Supplied material Start Marker
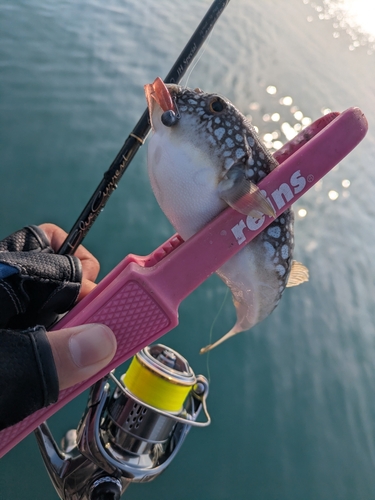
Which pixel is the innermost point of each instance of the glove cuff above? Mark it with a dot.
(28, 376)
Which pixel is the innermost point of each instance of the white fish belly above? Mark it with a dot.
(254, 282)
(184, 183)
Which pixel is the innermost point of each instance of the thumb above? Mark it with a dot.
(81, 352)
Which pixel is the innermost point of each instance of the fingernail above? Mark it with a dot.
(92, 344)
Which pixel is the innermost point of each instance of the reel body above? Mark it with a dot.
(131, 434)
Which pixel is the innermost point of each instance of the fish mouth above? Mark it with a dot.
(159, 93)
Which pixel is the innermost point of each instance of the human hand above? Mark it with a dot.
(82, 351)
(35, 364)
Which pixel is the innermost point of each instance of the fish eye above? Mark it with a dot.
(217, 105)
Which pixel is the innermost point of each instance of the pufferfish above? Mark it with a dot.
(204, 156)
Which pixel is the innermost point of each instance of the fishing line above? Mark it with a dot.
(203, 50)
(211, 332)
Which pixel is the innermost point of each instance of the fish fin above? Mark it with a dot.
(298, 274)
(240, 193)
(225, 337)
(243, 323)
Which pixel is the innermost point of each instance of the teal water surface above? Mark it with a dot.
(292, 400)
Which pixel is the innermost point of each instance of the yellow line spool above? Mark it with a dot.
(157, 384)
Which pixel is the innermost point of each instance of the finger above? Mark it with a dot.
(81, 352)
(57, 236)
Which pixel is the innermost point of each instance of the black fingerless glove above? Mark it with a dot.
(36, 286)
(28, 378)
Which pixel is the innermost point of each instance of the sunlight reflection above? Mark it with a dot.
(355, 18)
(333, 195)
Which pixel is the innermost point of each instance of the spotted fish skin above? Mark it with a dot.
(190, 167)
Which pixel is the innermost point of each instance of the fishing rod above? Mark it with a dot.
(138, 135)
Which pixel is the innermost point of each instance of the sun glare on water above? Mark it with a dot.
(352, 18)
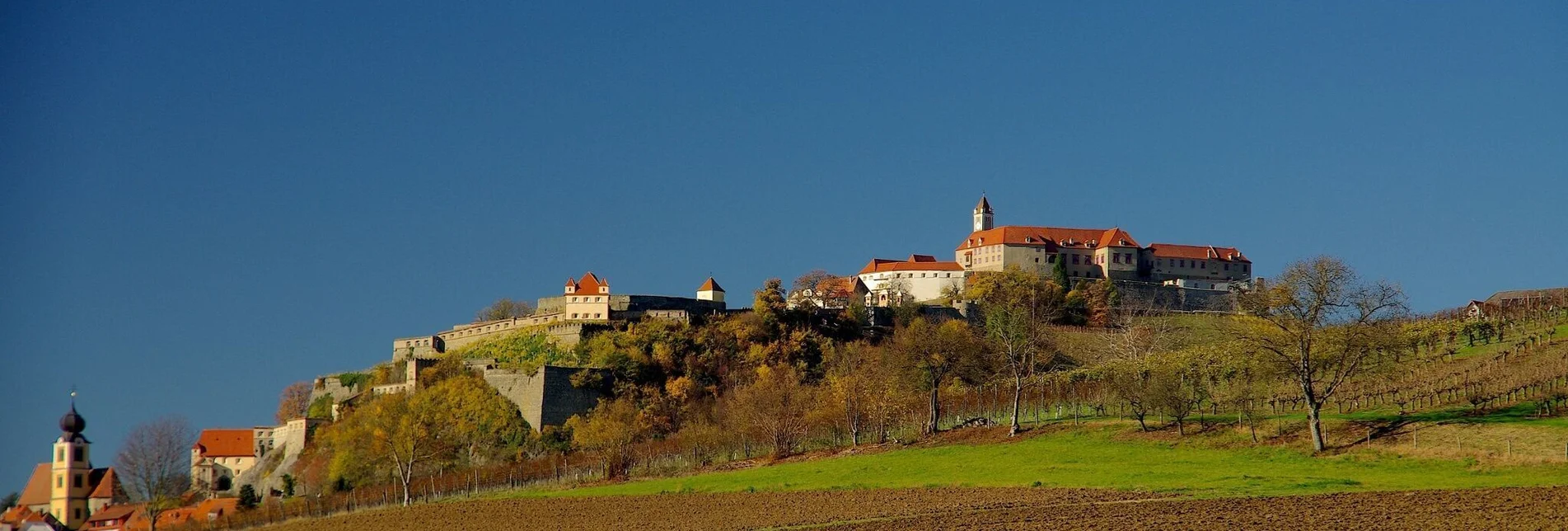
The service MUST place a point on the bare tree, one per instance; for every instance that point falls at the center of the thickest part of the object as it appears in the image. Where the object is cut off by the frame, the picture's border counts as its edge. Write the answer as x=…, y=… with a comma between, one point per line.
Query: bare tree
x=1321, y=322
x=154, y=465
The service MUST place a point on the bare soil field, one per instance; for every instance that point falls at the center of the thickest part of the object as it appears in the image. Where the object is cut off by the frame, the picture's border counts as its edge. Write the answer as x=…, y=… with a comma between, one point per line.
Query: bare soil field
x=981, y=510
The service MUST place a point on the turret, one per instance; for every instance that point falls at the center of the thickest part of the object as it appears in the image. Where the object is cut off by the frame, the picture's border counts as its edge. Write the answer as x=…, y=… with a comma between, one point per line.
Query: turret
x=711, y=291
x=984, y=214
Supplied material End Marker
Supplied material Start Marker
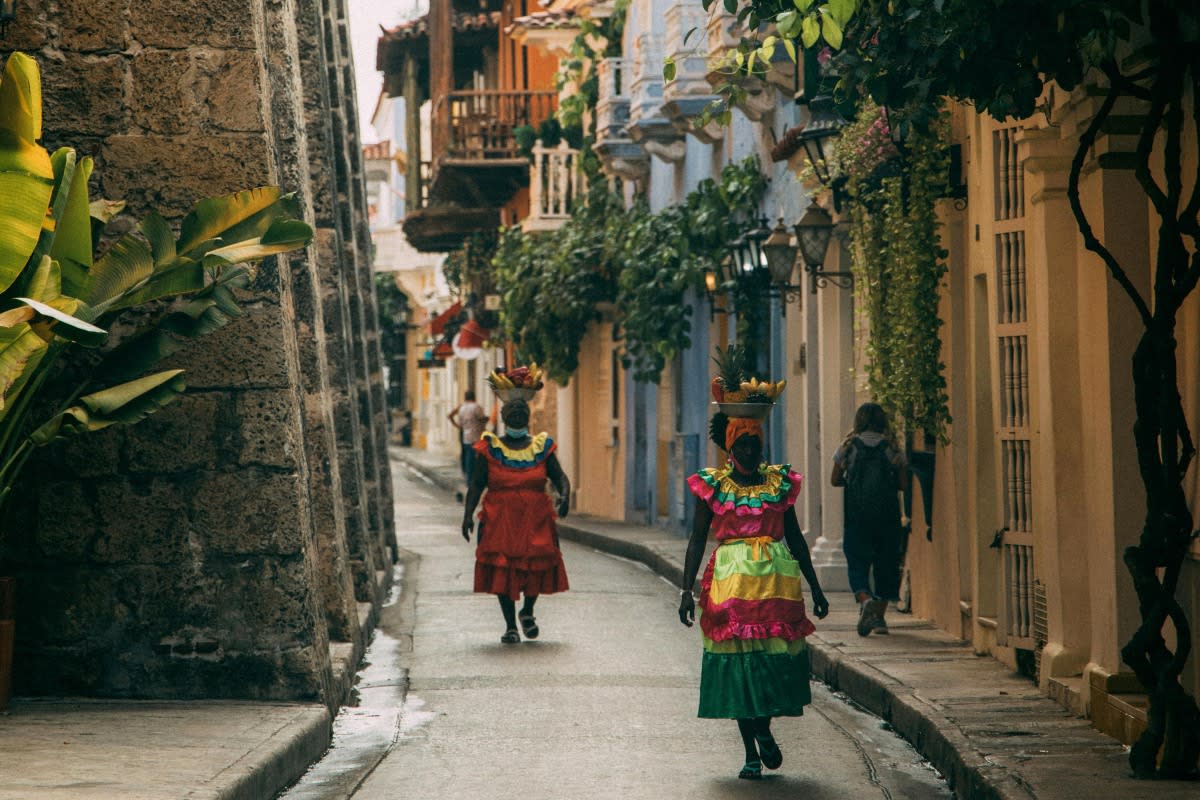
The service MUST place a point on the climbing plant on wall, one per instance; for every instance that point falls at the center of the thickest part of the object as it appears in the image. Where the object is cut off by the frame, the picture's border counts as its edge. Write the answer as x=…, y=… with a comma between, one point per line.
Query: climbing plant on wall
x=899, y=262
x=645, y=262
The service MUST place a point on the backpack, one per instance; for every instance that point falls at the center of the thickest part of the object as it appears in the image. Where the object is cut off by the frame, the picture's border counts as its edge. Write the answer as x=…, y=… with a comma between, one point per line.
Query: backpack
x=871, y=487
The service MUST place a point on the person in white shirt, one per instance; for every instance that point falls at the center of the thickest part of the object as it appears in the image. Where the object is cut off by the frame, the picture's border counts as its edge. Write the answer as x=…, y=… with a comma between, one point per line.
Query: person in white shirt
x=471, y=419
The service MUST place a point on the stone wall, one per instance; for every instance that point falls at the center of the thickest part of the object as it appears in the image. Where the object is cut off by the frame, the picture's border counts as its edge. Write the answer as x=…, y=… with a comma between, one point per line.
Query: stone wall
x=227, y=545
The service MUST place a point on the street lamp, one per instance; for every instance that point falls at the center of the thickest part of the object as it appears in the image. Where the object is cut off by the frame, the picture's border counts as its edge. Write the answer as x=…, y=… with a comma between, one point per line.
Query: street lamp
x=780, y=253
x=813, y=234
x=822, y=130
Supplied material End Marker
Supplied material Start Marker
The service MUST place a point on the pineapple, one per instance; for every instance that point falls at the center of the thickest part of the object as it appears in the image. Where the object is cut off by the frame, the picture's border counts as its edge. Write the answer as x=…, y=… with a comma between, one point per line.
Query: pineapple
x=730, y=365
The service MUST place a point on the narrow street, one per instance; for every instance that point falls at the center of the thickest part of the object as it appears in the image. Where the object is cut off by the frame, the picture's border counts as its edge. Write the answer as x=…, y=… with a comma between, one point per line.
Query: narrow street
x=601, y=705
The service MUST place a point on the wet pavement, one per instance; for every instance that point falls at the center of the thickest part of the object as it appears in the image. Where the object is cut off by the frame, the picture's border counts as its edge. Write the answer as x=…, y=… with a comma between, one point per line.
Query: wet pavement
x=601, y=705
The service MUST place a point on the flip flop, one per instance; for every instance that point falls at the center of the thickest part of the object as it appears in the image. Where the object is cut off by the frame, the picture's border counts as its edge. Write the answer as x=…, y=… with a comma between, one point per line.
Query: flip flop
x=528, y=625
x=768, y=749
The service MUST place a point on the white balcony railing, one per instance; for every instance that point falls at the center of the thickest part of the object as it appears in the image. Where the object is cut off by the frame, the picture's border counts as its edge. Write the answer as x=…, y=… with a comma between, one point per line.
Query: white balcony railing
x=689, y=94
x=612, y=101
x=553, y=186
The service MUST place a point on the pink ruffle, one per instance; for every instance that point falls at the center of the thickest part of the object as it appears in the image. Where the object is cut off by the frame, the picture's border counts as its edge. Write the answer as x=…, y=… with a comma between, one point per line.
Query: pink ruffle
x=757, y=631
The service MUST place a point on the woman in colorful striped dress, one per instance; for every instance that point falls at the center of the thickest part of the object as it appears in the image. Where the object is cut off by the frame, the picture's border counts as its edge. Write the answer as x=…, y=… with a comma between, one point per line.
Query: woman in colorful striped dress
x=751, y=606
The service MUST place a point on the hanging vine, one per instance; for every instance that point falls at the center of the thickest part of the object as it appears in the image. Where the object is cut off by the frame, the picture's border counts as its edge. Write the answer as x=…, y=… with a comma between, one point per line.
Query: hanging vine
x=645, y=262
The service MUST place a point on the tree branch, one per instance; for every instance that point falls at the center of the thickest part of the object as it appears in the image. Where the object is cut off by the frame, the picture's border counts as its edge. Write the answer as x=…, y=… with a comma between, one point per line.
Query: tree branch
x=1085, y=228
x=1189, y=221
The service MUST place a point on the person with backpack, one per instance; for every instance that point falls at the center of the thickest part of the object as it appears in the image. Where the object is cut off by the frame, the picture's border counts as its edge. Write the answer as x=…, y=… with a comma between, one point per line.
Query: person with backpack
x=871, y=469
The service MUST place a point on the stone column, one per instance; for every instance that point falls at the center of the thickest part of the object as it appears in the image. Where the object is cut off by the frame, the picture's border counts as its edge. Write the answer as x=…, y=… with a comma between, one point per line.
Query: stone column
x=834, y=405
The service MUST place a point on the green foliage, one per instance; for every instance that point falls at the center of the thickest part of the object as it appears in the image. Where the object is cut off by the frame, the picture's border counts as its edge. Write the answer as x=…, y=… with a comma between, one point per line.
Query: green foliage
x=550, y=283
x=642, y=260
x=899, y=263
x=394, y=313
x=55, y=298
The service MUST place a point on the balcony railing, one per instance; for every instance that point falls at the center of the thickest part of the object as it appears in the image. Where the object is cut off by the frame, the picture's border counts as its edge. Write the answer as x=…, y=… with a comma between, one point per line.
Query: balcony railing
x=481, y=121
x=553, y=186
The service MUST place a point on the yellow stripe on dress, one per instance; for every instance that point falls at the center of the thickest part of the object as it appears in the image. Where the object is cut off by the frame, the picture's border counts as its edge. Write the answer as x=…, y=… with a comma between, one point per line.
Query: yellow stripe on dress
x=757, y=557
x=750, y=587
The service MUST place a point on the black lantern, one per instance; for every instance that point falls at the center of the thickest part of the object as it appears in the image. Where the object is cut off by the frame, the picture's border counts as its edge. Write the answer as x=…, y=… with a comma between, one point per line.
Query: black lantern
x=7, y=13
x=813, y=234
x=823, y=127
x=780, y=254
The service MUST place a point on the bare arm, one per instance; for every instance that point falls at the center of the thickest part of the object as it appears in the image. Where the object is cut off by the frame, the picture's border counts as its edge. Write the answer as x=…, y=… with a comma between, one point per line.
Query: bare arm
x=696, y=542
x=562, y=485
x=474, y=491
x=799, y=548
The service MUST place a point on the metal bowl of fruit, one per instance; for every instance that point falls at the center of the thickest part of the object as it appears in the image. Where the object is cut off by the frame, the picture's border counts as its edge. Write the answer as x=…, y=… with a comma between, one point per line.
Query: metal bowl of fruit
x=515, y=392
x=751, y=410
Supplied material End Marker
* What you will do *
Within the material above, transcribe exactly the lines that run from the line holding "Query: green foliage" through the line holding "The service MUST place a point on the balcony".

* Response to this task *
Query: green foliage
x=550, y=283
x=642, y=260
x=899, y=263
x=394, y=313
x=55, y=298
The service MUST place a point on the balcony railing, one per instance; for every instance that point falls at the center of the thickest part of the object as it appears in the image. Where the object is cut off by the frame, the picture's border counts as its edge. Write the answer as x=…, y=… with a comma between, one point per line.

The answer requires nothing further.